**Passage provided:**
[start]

[XML-SIG] UTF-8 and ISO-8859-1 problems again

Martin v. Loewis martin@loewis.home.cs.tu-berlin.de
Wed, 10 Jan 2001 08:49:56 +0100


> If this is a bug, I will post it, but I'm not sure it is yet.
> Attached are two files, one a test xml with encoding ISO-8859-1 and
> the other a test python script.  The problem is that if one uses a
> pyexpat parser, and then renders in ISO-8859-1 then things are ok.
> If one uses the drv_xmllib driver, then an error occurs as it tries
> to translate back to ISO-8859-1.  My guess is that the ISO-8859-1
> transformation into UTF-8 for character data(which is what happens
> when the original document is parsed) is not being done properly in
> the drv_xmllib driver.

That's a good guess. drv_xmllib does not implement handle_xml at all,
so it does not know what the encoding is. However, what it *should*
do, atleast in Python 2.0, is to produce Unicode objects, not UTF-8
encoded strings.

Would you like to look into correcting that?

> My only reason for using drv_xmllib is that pyexpat still has a
> memory leak in it.

Not that I know of, atleast not in PyXML 0.6.3.

> I was using PyXML-1.2, but just tried PyXML-1.3 and the errors still occur.

I'm confused. Where did you get PyXML 1.2 from?

Regards,
Martin

[end]

**Written exercise 1:**
Copy out the whole mailing-list post about UTF-8 and ISO-8859-1 problems word for word.

**Collection entries:**

[start]

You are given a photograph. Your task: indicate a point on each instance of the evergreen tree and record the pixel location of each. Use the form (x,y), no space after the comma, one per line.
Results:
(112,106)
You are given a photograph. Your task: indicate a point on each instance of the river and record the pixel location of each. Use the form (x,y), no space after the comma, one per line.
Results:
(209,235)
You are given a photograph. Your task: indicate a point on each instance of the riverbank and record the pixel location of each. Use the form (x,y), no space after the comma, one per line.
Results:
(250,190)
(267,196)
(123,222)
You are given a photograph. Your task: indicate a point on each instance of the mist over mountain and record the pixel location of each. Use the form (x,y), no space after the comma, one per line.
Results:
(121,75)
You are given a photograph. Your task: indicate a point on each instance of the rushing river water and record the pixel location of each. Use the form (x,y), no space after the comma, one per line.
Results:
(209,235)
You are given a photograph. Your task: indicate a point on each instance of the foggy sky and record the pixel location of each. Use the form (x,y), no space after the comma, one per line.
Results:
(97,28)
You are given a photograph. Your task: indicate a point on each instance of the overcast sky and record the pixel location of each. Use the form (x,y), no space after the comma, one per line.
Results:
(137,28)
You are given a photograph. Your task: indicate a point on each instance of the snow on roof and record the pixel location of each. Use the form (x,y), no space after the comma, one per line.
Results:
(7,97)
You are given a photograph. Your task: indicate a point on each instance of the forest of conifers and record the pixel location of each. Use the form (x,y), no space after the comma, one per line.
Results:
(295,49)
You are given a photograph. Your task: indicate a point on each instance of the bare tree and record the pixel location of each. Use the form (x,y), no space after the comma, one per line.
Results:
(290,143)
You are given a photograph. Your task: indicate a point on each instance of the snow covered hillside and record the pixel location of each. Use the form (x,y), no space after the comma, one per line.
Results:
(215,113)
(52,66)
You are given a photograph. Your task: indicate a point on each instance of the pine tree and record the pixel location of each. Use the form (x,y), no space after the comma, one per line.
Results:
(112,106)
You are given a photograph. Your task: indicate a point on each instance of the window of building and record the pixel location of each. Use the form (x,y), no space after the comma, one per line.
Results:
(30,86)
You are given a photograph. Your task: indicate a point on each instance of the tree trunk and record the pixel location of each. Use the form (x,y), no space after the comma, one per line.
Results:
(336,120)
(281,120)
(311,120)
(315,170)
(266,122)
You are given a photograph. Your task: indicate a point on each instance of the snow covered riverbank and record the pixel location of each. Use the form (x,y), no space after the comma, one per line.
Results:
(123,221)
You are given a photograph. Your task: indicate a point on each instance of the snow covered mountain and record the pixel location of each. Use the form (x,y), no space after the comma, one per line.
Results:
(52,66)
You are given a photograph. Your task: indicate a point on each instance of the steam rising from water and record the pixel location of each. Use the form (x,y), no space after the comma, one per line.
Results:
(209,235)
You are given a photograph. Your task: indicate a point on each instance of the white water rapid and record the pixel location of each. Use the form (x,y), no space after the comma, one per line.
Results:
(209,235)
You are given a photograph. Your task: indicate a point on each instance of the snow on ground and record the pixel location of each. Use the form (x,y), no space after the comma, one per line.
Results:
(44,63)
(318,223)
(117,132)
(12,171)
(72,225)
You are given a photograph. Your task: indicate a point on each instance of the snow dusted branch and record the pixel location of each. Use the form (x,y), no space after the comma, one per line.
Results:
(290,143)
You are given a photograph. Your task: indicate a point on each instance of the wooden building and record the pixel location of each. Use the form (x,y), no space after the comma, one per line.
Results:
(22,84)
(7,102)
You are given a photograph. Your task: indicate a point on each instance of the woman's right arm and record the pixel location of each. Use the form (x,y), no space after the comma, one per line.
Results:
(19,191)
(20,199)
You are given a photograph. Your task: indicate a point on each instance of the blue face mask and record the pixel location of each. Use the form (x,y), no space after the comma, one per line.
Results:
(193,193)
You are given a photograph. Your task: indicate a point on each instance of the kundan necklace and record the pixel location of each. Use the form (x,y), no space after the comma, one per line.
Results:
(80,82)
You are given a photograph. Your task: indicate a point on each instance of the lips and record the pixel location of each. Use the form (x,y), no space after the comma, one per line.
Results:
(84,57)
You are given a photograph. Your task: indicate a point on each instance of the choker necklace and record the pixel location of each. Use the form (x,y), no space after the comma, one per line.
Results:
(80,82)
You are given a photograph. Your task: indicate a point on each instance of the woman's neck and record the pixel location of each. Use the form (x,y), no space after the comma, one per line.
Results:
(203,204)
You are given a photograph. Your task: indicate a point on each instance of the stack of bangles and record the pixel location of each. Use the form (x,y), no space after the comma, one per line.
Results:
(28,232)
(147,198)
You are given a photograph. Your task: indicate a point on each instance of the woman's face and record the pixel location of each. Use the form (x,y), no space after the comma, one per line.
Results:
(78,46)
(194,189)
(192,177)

[end]

**Written exercise 2:**
Rewrite only the entries from the line containing "the snow dusted" through the end of the entries, swapping "Results" for "Coordinates" and leaving everything else unchanged.

**Output 1:**
[XML-SIG] UTF-8 and ISO-8859-1 problems again

Martin v. Loewis martin@loewis.home.cs.tu-berlin.de
Wed, 10 Jan 2001 08:49:56 +0100


> If this is a bug, I will post it, but I'm not sure it is yet.
> Attached are two files, one a test xml with encoding ISO-8859-1 and
> the other a test python script.  The problem is that if one uses a
> pyexpat parser, and then renders in ISO-8859-1 then things are ok.
> If one uses the drv_xmllib driver, then an error occurs as it tries
> to translate back to ISO-8859-1.  My guess is that the ISO-8859-1
> transformation into UTF-8 for character data(which is what happens
> when the original document is parsed) is not being done properly in
> the drv_xmllib driver.

That's a good guess. drv_xmllib does not implement handle_xml at all,
so it does not know what the encoding is. However, what it *should*
do, atleast in Python 2.0, is to produce Unicode objects, not UTF-8
encoded strings.

Would you like to look into correcting that?

> My only reason for using drv_xmllib is that pyexpat still has a
> memory leak in it.

Not that I know of, atleast not in PyXML 0.6.3.

> I was using PyXML-1.2, but just tried PyXML-1.3 and the errors still occur.

I'm confused. Where did you get PyXML 1.2 from?

Regards,
Martin

**Output 2:**
You are given a photograph. Your task: indicate a point on each instance of the snow dusted branch and record the pixel location of each. Use the form (x,y), no space after the comma, one per line.
Coordinates:
(290,143)
You are given a photograph. Your task: indicate a point on each instance of the wooden building and record the pixel location of each. Use the form (x,y), no space after the comma, one per line.
Coordinates:
(22,84)
(7,102)
You are given a photograph. Your task: indicate a point on each instance of the woman's right arm and record the pixel location of each. Use the form (x,y), no space after the comma, one per line.
Coordinates:
(19,191)
(20,199)
You are given a photograph. Your task: indicate a point on each instance of the blue face mask and record the pixel location of each. Use the form (x,y), no space after the comma, one per line.
Coordinates:
(193,193)
You are given a photograph. Your task: indicate a point on each instance of the kundan necklace and record the pixel location of each. Use the form (x,y), no space after the comma, one per line.
Coordinates:
(80,82)
You are given a photograph. Your task: indicate a point on each instance of the lips and record the pixel location of each. Use the form (x,y), no space after the comma, one per line.
Coordinates:
(84,57)
You are given a photograph. Your task: indicate a point on each instance of the choker necklace and record the pixel location of each. Use the form (x,y), no space after the comma, one per line.
Coordinates:
(80,82)
You are given a photograph. Your task: indicate a point on each instance of the woman's neck and record the pixel location of each. Use the form (x,y), no space after the comma, one per line.
Coordinates:
(203,204)
You are given a photograph. Your task: indicate a point on each instance of the stack of bangles and record the pixel location of each. Use the form (x,y), no space after the comma, one per line.
Coordinates:
(28,232)
(147,198)
You are given a photograph. Your task: indicate a point on each instance of the woman's face and record the pixel location of each. Use the form (x,y), no space after the comma, one per line.
Coordinates:
(78,46)
(194,189)
(192,177)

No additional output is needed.